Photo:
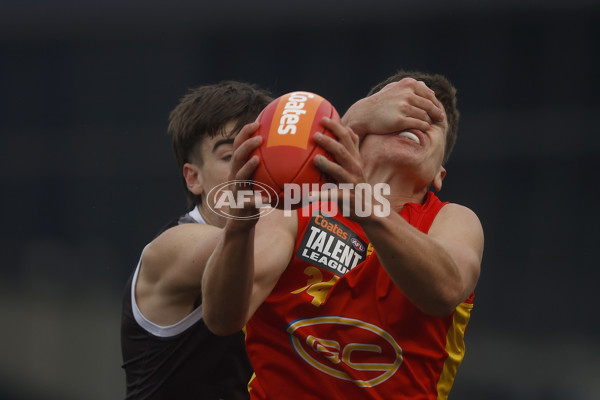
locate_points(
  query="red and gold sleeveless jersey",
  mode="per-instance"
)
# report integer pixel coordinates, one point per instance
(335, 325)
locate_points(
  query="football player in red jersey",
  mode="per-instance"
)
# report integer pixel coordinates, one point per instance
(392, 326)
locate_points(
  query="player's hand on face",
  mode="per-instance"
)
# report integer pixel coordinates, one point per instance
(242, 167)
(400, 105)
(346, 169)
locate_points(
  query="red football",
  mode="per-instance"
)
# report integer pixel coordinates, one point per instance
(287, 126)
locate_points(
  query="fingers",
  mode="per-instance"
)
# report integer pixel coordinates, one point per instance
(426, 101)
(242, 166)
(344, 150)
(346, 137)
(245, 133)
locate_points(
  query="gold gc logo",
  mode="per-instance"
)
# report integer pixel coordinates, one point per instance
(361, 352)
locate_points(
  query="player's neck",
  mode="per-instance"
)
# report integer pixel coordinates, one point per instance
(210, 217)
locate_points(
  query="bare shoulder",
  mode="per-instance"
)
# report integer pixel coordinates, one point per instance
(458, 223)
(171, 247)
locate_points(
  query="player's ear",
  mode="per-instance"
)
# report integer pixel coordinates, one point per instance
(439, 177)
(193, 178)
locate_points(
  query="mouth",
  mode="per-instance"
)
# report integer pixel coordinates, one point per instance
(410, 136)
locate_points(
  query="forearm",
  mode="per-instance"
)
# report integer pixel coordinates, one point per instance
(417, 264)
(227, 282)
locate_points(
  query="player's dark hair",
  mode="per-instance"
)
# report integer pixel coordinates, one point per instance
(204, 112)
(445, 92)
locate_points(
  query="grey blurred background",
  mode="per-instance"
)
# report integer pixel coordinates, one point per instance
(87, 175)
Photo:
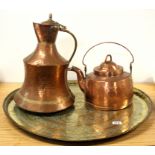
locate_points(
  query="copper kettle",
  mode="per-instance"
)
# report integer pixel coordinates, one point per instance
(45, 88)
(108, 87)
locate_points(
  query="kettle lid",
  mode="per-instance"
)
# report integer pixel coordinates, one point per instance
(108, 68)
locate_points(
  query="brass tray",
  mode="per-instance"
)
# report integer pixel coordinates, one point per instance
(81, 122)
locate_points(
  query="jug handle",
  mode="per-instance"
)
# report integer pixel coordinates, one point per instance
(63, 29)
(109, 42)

────────────────────────────────────────

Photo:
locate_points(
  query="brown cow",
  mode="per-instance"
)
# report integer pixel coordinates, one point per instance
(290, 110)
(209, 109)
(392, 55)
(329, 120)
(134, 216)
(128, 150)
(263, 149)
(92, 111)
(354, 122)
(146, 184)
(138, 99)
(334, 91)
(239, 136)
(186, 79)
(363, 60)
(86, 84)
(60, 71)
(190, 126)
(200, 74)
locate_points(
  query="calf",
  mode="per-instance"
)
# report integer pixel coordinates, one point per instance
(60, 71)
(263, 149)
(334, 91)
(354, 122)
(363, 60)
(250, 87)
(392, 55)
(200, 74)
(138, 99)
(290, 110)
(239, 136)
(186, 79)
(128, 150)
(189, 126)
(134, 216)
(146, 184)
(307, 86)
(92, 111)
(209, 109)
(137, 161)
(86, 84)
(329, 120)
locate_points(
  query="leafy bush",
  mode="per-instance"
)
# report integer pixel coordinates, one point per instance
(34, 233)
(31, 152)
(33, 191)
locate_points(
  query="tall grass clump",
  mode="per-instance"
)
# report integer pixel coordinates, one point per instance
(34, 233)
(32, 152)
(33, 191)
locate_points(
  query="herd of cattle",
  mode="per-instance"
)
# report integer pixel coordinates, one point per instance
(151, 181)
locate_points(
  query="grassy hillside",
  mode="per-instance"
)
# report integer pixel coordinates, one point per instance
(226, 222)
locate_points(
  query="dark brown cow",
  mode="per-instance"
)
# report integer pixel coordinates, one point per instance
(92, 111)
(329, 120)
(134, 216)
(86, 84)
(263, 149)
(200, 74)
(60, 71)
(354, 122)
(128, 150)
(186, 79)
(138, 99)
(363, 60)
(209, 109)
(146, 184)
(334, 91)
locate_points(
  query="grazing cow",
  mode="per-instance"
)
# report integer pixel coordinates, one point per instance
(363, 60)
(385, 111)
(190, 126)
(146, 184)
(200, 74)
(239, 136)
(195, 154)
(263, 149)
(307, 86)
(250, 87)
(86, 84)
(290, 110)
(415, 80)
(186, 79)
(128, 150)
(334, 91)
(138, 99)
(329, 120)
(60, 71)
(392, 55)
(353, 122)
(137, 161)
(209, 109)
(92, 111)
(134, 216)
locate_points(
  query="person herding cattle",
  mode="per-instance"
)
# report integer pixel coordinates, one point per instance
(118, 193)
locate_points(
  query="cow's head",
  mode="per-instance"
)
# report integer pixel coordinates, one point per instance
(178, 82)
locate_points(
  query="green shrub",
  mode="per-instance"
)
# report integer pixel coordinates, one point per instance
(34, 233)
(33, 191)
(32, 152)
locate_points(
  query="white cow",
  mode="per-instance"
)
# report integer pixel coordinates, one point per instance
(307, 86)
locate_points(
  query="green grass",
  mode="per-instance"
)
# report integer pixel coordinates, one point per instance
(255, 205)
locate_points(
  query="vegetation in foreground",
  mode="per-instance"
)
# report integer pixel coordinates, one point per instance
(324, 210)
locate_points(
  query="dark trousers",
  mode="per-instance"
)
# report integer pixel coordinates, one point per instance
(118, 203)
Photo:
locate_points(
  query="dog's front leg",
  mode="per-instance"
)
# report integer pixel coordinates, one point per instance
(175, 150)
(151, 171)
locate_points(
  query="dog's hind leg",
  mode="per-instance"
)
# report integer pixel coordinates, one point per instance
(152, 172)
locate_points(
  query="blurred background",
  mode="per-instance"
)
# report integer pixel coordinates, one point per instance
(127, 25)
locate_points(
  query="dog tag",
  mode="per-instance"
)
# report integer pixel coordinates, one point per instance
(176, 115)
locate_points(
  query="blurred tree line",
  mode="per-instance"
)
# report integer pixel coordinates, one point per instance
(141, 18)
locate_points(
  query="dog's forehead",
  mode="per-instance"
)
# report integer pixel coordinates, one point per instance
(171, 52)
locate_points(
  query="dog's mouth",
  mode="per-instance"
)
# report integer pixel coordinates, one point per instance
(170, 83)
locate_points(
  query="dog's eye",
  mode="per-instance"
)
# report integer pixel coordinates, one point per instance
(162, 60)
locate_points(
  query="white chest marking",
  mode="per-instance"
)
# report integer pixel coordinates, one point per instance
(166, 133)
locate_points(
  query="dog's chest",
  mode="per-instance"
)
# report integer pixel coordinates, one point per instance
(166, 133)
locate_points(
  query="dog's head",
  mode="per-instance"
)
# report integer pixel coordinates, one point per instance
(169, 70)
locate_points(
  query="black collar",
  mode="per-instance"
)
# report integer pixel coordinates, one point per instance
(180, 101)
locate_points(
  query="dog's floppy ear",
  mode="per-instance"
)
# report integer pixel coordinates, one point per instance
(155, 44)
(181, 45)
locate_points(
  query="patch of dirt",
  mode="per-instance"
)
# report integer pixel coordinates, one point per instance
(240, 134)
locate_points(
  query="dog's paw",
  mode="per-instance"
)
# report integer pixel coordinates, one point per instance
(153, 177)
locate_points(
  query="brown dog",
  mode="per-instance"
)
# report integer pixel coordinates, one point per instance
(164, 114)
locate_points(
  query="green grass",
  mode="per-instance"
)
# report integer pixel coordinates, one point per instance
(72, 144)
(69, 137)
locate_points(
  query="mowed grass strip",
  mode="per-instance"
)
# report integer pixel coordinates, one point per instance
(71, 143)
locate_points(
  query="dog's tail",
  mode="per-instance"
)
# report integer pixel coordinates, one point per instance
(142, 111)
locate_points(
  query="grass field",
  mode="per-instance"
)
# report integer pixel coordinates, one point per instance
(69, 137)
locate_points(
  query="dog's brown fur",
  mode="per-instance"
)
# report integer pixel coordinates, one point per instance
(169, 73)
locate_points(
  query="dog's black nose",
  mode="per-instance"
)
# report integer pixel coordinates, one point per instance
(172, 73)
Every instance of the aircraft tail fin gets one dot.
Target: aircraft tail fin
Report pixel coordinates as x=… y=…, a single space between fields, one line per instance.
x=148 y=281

────────────────────────────────────────

_Task description_
Every line of the records that includes the word "cattle" should be gathered.

_Response_
  query="herd of cattle",
  query="person herding cattle",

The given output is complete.